◆ Exercise details ◆
Copy each line in the data below that contains the word "block".

[Extracted records]
┄┄┄┄┄┄┄┄┄┄

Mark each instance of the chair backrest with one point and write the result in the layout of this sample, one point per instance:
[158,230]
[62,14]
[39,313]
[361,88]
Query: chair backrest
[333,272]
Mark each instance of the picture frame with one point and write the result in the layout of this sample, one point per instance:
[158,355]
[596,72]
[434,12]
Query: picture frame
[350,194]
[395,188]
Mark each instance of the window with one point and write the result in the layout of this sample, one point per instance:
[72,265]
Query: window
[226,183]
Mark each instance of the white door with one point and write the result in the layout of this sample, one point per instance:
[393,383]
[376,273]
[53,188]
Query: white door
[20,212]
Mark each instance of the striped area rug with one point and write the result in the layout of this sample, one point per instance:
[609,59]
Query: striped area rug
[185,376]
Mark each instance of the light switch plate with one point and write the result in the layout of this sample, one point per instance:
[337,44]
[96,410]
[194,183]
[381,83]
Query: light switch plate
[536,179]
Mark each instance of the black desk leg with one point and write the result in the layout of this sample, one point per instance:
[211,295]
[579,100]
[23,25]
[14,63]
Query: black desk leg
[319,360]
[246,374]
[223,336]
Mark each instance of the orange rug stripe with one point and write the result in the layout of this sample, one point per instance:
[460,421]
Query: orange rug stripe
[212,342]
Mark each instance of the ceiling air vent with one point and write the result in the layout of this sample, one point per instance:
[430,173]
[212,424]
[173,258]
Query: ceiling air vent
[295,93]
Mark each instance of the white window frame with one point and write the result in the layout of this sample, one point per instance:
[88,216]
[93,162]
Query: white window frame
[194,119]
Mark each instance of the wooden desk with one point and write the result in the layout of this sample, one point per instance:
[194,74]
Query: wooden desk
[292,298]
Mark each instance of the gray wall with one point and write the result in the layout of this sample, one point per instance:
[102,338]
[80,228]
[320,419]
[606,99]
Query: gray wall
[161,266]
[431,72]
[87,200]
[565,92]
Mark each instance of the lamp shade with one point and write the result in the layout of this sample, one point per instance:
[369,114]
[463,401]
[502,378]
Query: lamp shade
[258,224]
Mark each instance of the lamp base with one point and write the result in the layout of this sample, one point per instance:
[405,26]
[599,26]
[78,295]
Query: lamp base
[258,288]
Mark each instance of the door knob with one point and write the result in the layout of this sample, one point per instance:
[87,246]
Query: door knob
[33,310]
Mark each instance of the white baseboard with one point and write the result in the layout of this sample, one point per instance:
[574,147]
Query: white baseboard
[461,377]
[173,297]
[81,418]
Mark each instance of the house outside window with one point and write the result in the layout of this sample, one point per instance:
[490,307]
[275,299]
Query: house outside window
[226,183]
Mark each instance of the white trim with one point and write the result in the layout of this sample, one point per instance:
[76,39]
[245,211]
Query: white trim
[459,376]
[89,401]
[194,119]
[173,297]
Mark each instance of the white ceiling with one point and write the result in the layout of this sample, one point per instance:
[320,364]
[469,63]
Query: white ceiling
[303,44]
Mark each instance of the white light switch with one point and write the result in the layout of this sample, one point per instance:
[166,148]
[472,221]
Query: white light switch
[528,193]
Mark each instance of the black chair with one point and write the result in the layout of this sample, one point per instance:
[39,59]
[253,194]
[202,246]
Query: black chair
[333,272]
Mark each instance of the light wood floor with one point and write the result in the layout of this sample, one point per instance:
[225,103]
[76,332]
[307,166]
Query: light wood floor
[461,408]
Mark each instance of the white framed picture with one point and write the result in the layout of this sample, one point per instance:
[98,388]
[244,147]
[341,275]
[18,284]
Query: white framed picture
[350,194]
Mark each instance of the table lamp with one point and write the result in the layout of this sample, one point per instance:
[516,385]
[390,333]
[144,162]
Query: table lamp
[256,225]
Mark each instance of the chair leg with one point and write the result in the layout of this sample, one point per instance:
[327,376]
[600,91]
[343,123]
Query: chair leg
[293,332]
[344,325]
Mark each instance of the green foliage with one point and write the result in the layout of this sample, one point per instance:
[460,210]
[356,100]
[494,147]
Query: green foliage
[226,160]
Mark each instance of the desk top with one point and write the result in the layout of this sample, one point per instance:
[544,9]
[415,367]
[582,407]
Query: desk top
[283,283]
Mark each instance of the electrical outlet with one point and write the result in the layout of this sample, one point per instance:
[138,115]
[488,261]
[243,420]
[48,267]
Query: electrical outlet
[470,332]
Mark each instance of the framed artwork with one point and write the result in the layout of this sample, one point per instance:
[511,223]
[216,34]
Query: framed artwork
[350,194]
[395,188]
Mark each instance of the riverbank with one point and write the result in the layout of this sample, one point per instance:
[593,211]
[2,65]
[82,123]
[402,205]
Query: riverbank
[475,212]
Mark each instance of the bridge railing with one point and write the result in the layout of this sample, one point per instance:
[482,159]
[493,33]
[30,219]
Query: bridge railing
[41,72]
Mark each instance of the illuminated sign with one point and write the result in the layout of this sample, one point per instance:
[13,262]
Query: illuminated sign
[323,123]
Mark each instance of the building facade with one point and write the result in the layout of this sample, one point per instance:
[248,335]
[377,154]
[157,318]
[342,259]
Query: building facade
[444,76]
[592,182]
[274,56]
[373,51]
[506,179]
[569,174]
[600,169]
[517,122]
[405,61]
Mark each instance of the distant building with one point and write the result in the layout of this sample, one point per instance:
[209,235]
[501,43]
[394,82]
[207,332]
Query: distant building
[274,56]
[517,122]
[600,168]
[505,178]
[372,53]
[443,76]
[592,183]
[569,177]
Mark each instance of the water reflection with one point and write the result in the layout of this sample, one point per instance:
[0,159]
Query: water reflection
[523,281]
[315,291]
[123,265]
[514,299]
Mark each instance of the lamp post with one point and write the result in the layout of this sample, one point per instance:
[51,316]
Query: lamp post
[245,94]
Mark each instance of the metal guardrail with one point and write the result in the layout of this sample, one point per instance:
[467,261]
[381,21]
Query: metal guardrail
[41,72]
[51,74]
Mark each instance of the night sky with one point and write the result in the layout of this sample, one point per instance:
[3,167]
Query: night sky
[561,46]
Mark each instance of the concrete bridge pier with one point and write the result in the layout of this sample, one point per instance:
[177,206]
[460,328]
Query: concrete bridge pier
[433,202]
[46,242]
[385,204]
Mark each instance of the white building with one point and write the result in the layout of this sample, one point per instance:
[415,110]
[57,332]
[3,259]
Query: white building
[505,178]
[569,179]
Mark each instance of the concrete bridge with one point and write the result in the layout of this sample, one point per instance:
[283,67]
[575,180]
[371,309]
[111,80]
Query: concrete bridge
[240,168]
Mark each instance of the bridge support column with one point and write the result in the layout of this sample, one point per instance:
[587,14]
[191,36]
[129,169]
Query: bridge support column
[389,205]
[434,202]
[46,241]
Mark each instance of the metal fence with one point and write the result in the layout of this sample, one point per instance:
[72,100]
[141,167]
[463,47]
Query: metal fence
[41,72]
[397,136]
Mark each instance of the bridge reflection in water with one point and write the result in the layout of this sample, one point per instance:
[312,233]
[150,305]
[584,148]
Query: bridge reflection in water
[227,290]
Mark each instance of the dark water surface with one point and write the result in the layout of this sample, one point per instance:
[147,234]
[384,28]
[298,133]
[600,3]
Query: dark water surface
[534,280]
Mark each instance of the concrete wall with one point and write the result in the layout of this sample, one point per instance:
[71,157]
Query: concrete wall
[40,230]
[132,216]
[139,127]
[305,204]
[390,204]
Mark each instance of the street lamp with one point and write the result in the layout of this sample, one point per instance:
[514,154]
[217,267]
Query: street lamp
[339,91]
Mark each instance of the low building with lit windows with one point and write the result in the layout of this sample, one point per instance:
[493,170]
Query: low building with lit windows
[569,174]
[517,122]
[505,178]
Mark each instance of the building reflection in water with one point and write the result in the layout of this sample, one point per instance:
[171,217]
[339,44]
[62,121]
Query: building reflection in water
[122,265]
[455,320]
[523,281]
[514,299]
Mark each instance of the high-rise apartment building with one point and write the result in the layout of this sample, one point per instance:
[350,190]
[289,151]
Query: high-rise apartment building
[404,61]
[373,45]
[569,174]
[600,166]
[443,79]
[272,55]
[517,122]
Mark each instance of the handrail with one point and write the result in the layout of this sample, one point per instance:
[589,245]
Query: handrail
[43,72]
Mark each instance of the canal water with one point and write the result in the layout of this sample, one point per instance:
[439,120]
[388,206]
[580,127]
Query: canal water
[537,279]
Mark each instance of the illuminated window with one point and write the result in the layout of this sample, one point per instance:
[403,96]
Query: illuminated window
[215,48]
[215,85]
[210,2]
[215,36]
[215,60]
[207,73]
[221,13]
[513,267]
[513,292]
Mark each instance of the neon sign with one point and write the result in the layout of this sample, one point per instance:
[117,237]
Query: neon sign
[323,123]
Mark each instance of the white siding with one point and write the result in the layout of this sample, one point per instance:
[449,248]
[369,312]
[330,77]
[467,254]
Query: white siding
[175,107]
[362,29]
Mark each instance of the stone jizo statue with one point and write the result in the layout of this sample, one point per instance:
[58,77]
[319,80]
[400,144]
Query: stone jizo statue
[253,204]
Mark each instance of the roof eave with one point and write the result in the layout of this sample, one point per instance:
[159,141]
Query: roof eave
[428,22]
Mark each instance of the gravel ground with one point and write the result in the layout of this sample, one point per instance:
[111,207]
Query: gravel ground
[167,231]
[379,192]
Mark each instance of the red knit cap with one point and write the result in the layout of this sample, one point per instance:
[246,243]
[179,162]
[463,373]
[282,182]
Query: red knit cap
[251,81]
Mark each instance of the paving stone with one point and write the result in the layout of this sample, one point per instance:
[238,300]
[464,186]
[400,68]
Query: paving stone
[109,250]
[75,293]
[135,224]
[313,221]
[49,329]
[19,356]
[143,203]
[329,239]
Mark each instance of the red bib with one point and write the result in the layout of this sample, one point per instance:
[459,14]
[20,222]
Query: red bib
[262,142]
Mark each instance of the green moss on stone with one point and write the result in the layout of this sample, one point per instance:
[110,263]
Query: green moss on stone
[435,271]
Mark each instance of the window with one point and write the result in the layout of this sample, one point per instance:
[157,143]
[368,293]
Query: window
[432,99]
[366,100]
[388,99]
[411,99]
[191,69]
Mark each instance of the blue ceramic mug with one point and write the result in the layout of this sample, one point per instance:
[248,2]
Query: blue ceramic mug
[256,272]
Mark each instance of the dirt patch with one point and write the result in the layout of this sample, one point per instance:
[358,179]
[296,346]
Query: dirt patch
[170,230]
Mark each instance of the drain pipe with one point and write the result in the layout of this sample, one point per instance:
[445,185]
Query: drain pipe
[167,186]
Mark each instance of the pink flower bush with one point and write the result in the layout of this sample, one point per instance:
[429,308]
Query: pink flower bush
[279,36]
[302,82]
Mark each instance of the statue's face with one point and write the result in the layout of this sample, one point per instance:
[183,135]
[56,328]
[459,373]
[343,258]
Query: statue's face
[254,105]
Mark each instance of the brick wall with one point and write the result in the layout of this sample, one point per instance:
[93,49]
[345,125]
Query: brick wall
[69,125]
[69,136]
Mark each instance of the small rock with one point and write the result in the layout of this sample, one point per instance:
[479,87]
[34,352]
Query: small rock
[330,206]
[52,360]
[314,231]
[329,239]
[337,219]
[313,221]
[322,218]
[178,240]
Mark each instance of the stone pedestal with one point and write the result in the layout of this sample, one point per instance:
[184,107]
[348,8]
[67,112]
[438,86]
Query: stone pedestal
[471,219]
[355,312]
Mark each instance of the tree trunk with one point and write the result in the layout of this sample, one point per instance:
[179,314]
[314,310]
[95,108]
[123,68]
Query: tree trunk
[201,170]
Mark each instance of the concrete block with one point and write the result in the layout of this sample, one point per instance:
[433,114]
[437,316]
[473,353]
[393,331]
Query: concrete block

┄┄┄┄┄┄┄┄┄┄

◆ Task result ◆
Mark each instance of the concrete block with one point and write the result in the layout of this sample, one point per instance:
Query: concrete block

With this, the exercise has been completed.